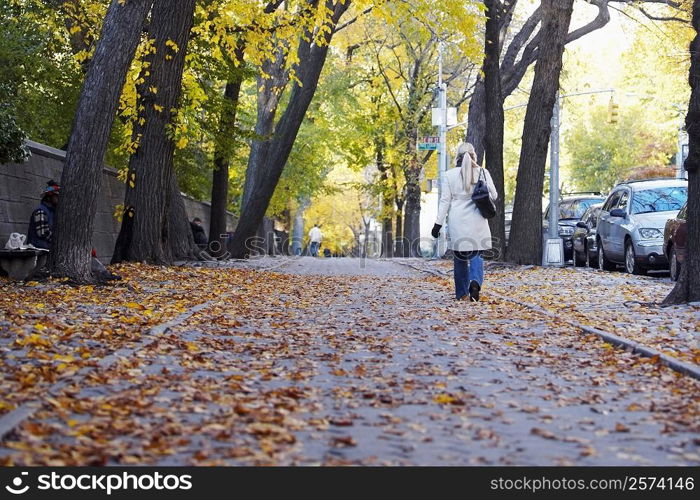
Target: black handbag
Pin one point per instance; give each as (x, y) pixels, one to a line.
(482, 198)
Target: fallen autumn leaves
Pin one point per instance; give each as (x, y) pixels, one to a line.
(281, 369)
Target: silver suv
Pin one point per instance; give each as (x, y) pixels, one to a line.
(631, 224)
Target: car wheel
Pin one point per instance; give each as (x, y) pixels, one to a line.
(631, 265)
(674, 265)
(603, 263)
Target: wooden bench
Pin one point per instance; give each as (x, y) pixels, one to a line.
(22, 264)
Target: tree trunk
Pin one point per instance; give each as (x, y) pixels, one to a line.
(267, 163)
(495, 119)
(219, 185)
(525, 242)
(152, 163)
(82, 171)
(178, 238)
(687, 288)
(387, 249)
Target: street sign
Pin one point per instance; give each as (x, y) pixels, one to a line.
(428, 143)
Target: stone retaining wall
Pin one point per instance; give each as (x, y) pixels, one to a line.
(21, 186)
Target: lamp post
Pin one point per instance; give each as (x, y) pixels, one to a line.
(553, 251)
(441, 243)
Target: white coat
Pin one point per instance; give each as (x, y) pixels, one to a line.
(468, 230)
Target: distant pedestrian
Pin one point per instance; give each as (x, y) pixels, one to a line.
(200, 237)
(315, 239)
(469, 230)
(40, 230)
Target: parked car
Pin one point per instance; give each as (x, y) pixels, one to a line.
(571, 209)
(585, 250)
(675, 241)
(631, 225)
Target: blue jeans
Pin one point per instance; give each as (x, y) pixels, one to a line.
(469, 266)
(314, 248)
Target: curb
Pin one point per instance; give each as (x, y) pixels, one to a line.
(674, 364)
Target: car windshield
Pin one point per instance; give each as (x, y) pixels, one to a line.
(662, 199)
(576, 209)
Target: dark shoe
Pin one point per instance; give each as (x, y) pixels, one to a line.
(474, 289)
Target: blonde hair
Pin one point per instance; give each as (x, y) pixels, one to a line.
(466, 158)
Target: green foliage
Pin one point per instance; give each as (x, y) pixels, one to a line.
(40, 81)
(603, 154)
(12, 139)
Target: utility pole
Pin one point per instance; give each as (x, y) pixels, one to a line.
(441, 243)
(682, 148)
(553, 249)
(554, 246)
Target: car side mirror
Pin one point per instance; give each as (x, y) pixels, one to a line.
(618, 212)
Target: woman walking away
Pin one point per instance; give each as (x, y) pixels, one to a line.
(469, 230)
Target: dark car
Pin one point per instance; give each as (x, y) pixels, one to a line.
(585, 250)
(675, 241)
(571, 209)
(631, 223)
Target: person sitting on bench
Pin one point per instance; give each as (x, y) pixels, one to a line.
(41, 220)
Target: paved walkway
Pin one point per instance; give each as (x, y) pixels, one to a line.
(340, 362)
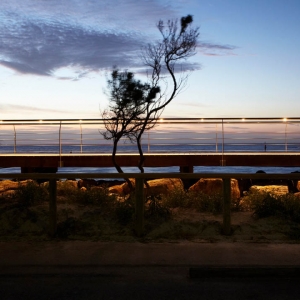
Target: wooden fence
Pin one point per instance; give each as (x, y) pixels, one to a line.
(139, 189)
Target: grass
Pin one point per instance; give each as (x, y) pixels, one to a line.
(95, 214)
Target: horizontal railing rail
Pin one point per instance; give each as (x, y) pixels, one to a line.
(183, 135)
(139, 189)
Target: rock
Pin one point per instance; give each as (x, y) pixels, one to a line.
(97, 188)
(163, 186)
(67, 183)
(116, 189)
(276, 190)
(6, 185)
(156, 186)
(214, 186)
(122, 189)
(87, 183)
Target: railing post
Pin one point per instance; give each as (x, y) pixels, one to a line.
(52, 207)
(15, 140)
(139, 206)
(226, 206)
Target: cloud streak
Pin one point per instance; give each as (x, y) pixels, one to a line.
(40, 37)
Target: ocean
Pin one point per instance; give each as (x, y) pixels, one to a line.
(166, 148)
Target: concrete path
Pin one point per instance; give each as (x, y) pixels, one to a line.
(86, 253)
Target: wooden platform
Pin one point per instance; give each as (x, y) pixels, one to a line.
(185, 161)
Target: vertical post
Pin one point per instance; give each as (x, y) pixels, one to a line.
(285, 137)
(139, 206)
(52, 207)
(15, 140)
(216, 137)
(80, 138)
(222, 162)
(227, 206)
(59, 137)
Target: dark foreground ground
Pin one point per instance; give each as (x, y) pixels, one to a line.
(97, 270)
(142, 283)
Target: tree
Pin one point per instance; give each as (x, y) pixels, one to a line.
(135, 106)
(162, 58)
(128, 103)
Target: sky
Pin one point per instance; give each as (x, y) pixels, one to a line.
(55, 56)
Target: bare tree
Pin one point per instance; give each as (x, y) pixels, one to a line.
(135, 107)
(129, 99)
(164, 58)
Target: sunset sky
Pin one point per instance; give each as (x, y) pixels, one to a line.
(55, 54)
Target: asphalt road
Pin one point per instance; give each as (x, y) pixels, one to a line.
(143, 282)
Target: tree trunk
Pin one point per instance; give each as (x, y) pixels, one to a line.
(118, 168)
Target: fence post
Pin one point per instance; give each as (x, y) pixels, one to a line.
(227, 206)
(52, 207)
(139, 206)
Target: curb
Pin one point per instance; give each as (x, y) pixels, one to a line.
(258, 271)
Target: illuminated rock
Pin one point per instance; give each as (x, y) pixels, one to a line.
(215, 186)
(276, 190)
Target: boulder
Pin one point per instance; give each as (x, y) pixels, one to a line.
(155, 187)
(215, 186)
(163, 186)
(7, 185)
(87, 183)
(276, 190)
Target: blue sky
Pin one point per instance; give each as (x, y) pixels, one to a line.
(54, 55)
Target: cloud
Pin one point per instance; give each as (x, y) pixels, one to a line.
(41, 37)
(5, 108)
(213, 49)
(41, 48)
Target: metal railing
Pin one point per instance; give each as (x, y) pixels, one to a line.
(139, 190)
(183, 135)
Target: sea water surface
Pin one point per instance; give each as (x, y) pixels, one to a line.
(180, 148)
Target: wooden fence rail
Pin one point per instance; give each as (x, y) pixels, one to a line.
(139, 190)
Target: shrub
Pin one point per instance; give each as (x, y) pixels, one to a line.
(156, 208)
(265, 205)
(124, 210)
(177, 198)
(212, 203)
(202, 202)
(99, 197)
(31, 194)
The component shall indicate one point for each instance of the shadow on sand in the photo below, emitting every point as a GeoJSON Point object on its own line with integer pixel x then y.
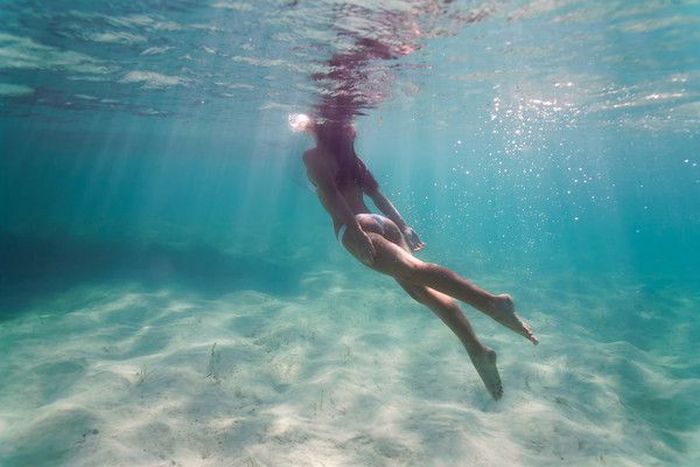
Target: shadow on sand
{"type": "Point", "coordinates": [33, 268]}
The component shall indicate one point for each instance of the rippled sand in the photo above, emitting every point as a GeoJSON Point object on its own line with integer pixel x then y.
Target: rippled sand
{"type": "Point", "coordinates": [338, 375]}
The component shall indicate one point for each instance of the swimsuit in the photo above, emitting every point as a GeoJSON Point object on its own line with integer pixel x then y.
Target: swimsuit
{"type": "Point", "coordinates": [378, 218]}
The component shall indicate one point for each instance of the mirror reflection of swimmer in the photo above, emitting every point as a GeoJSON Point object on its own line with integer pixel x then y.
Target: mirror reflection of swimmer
{"type": "Point", "coordinates": [385, 243]}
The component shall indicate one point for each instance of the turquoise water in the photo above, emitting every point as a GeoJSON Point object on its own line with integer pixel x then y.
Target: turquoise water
{"type": "Point", "coordinates": [171, 292]}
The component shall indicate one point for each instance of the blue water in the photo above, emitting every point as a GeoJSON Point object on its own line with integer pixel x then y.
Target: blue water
{"type": "Point", "coordinates": [171, 290]}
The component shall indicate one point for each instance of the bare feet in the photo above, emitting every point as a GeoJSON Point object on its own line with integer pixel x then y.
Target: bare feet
{"type": "Point", "coordinates": [504, 312]}
{"type": "Point", "coordinates": [485, 363]}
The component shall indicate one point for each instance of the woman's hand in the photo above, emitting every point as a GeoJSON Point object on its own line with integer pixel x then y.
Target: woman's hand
{"type": "Point", "coordinates": [412, 238]}
{"type": "Point", "coordinates": [362, 245]}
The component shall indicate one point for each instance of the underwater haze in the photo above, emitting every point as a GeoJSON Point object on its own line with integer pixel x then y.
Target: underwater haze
{"type": "Point", "coordinates": [171, 290]}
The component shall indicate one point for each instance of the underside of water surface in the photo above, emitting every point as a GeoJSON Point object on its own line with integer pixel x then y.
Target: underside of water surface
{"type": "Point", "coordinates": [172, 291]}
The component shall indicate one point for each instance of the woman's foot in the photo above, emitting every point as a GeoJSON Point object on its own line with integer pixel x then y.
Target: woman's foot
{"type": "Point", "coordinates": [484, 361]}
{"type": "Point", "coordinates": [503, 311]}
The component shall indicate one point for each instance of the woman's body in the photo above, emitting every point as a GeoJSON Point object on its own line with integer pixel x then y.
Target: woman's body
{"type": "Point", "coordinates": [385, 243]}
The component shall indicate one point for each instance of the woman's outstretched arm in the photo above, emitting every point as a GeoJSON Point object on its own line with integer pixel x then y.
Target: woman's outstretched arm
{"type": "Point", "coordinates": [335, 204]}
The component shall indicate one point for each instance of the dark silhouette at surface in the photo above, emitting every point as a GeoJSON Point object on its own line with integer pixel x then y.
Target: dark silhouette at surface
{"type": "Point", "coordinates": [385, 242]}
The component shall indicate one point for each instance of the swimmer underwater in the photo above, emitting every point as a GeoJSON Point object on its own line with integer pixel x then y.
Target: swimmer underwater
{"type": "Point", "coordinates": [386, 243]}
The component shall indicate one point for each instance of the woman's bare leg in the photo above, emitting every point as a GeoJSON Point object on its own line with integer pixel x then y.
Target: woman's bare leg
{"type": "Point", "coordinates": [483, 357]}
{"type": "Point", "coordinates": [391, 259]}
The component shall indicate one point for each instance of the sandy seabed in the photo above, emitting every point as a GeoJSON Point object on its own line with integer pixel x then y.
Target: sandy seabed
{"type": "Point", "coordinates": [342, 374]}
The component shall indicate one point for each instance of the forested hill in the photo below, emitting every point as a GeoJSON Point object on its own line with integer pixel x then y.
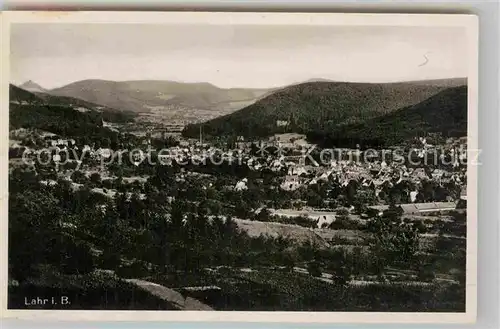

* * *

**Activity**
The required output is the stretch of entries above from the line containing "Target: wooden bench" through the line containing "Target: utility pole", reproduced exactly.

**Solved problem**
Target: wooden bench
Pin one point per instance; give each as (x, y) pixels, one to a line.
(22, 264)
Target: tree trunk
Pin one point per instance; give each as (x, y) pixels, one to a line.
(267, 163)
(495, 119)
(219, 185)
(525, 242)
(152, 163)
(82, 171)
(178, 238)
(687, 288)
(387, 249)
Target: street sign
Pin one point per instance; give each as (x, y) pixels, one to a line.
(428, 143)
Target: stone retaining wall
Pin one point per instance; give each as (x, y) pixels, one to a line.
(21, 186)
Target: lamp post
Pin one point per instance; give each as (x, y) pixels, one to a line.
(553, 251)
(441, 243)
Target: white coat
Pin one point per instance; give each as (x, y) pixels, one to a line.
(468, 230)
Target: distant pedestrian
Pin one point per instance; give each as (x, y) pixels, one to a line.
(200, 237)
(315, 239)
(469, 230)
(40, 230)
Target: parked car
Pin one point per instance; give each as (x, y) pixels, one to a line.
(571, 209)
(585, 250)
(675, 241)
(631, 225)
Target: blue jeans
Pin one point per instance; give each as (x, y) pixels, one to a line.
(469, 266)
(314, 248)
Target: curb
Pin one point per instance; give each as (x, y) pixels, one to a line.
(674, 364)
Target: car windshield
Pin one point per instance; give each as (x, y) pixels, one to a line.
(662, 199)
(576, 209)
Target: dark shoe
Pin one point per instance; give each as (x, y) pixels, one to a line.
(474, 289)
Target: blonde hair
Pin one point per instance; give each as (x, y) pixels, one to a line.
(466, 158)
Target: green foliage
Pin one point per instance; give each as (x, y) pixels, one to a line.
(40, 81)
(603, 154)
(12, 139)
Target: utility pole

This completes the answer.